» **Records for this exercise**
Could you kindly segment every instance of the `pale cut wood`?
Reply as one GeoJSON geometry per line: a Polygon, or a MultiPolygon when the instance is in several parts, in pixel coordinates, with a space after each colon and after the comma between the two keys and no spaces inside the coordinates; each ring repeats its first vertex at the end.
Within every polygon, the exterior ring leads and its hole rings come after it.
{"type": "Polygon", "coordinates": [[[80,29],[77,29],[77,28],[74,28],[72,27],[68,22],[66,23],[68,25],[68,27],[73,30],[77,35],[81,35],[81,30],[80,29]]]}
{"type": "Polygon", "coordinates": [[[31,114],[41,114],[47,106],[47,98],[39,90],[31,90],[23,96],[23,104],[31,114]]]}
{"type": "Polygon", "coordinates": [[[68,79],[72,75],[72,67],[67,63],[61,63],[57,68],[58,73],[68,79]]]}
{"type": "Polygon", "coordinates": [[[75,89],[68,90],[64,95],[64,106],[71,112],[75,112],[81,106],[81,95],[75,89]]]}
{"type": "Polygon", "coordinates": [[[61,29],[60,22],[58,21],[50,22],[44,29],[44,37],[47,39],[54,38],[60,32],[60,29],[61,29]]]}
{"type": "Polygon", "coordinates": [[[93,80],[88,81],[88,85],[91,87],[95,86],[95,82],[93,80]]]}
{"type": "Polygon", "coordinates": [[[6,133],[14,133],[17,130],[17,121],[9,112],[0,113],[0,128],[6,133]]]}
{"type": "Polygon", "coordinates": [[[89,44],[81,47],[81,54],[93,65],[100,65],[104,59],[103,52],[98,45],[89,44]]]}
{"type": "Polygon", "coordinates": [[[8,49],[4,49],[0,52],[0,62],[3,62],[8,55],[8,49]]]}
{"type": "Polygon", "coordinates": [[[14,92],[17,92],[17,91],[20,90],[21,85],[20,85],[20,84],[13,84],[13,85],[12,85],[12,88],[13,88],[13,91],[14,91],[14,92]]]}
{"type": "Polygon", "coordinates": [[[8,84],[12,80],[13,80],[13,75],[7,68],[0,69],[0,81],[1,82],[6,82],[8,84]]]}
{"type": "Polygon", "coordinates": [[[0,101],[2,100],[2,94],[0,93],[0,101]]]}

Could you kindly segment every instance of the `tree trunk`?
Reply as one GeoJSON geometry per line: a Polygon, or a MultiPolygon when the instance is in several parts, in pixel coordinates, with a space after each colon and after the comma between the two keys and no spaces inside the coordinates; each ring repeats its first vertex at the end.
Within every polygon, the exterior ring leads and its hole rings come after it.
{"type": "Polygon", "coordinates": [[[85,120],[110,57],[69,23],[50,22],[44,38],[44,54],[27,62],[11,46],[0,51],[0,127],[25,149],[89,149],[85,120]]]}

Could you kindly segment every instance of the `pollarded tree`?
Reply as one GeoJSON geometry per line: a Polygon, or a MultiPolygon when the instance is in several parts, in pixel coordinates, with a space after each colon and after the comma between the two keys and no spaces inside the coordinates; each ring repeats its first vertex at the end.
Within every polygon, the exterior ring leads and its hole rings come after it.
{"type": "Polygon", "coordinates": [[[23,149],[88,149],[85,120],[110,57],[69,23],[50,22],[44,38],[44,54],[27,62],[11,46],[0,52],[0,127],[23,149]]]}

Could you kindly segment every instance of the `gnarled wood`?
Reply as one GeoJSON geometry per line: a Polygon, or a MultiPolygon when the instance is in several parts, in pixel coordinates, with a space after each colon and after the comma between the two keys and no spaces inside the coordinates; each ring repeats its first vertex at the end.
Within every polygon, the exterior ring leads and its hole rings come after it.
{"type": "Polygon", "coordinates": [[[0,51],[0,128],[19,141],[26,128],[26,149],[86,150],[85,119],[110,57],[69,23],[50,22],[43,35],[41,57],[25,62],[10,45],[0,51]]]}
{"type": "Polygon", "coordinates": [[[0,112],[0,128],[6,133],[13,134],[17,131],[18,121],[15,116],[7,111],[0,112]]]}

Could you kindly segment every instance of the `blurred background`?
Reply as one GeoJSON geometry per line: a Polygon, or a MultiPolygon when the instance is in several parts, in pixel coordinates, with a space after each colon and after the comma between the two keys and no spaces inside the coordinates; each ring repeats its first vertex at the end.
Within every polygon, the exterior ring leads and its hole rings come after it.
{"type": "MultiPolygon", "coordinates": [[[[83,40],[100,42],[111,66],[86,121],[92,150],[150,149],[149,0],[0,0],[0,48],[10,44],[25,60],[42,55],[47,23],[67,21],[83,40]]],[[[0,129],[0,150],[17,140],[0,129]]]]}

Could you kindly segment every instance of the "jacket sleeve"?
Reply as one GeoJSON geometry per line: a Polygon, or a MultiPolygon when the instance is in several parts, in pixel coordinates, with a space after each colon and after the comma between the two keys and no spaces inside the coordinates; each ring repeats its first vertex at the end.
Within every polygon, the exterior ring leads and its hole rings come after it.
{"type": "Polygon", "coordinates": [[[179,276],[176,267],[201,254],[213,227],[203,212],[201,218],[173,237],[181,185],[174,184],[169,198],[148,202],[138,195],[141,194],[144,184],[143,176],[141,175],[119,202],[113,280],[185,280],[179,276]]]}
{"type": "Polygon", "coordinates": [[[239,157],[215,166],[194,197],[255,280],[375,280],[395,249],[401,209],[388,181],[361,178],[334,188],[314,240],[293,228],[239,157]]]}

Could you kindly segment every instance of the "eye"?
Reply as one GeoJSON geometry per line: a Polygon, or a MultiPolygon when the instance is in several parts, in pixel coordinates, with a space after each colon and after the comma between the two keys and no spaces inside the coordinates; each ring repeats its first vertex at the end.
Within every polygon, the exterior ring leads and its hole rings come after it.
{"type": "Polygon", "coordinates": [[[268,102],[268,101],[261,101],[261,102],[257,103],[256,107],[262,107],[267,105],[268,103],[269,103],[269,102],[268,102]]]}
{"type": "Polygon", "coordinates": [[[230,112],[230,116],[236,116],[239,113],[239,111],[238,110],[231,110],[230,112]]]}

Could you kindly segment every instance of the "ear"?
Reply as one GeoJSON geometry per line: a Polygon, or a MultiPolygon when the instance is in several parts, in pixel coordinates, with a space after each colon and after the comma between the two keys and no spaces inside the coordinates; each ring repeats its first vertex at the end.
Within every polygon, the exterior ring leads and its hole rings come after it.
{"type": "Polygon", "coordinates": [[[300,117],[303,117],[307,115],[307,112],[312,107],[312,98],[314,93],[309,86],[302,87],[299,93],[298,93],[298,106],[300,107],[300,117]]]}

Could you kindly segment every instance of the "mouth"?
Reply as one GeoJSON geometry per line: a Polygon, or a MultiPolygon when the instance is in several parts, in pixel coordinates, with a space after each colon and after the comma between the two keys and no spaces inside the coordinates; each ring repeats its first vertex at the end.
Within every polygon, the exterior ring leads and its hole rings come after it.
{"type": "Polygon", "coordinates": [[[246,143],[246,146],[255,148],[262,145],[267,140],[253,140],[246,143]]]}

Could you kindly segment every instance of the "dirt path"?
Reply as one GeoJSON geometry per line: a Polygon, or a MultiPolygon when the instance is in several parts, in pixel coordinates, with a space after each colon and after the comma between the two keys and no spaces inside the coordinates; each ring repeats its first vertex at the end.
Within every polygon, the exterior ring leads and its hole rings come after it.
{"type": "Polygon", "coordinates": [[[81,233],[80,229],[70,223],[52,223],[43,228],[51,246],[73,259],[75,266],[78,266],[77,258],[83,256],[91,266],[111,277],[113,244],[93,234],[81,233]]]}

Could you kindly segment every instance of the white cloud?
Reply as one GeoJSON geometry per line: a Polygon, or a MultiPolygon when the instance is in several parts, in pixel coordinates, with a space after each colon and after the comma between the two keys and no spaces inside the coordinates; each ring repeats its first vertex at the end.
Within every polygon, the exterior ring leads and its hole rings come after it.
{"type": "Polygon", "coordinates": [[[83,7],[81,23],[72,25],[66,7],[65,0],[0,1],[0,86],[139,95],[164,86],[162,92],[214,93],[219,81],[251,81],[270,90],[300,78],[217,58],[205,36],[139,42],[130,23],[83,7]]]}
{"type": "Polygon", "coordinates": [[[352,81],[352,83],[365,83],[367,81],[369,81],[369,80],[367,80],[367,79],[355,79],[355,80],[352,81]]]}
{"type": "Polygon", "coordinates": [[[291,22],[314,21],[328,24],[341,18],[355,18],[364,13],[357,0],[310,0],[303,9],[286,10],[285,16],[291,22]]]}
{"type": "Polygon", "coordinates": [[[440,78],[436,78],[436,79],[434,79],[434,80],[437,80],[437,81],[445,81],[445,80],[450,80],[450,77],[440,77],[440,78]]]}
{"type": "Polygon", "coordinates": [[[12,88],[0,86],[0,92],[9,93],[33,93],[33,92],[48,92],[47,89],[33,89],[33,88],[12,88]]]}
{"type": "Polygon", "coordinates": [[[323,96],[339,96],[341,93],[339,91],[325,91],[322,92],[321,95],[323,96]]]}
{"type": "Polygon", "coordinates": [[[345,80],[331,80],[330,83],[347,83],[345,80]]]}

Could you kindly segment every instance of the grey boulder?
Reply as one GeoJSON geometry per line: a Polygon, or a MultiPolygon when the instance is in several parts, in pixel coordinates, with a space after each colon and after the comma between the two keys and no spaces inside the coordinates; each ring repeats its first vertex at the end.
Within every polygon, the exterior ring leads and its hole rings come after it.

» **Aim**
Convert the lines into a Markdown table with columns Row and Text, starting at the line containing "Could you kindly segment every instance of the grey" and ending at the last line, leaving out blank lines.

» **Full output**
| Row | Text |
|---|---|
| 1 | Could you kindly segment every instance of the grey boulder? |
| 2 | Reply as one GeoJSON geometry per line: a Polygon, or a MultiPolygon when the instance is in several parts, in pixel coordinates, with a space after each colon and after the comma between the two keys and no spaces inside the coordinates; each ring repeats its first vertex at the end. |
| 3 | Within every polygon, the exterior ring leads and its hole rings come after it. |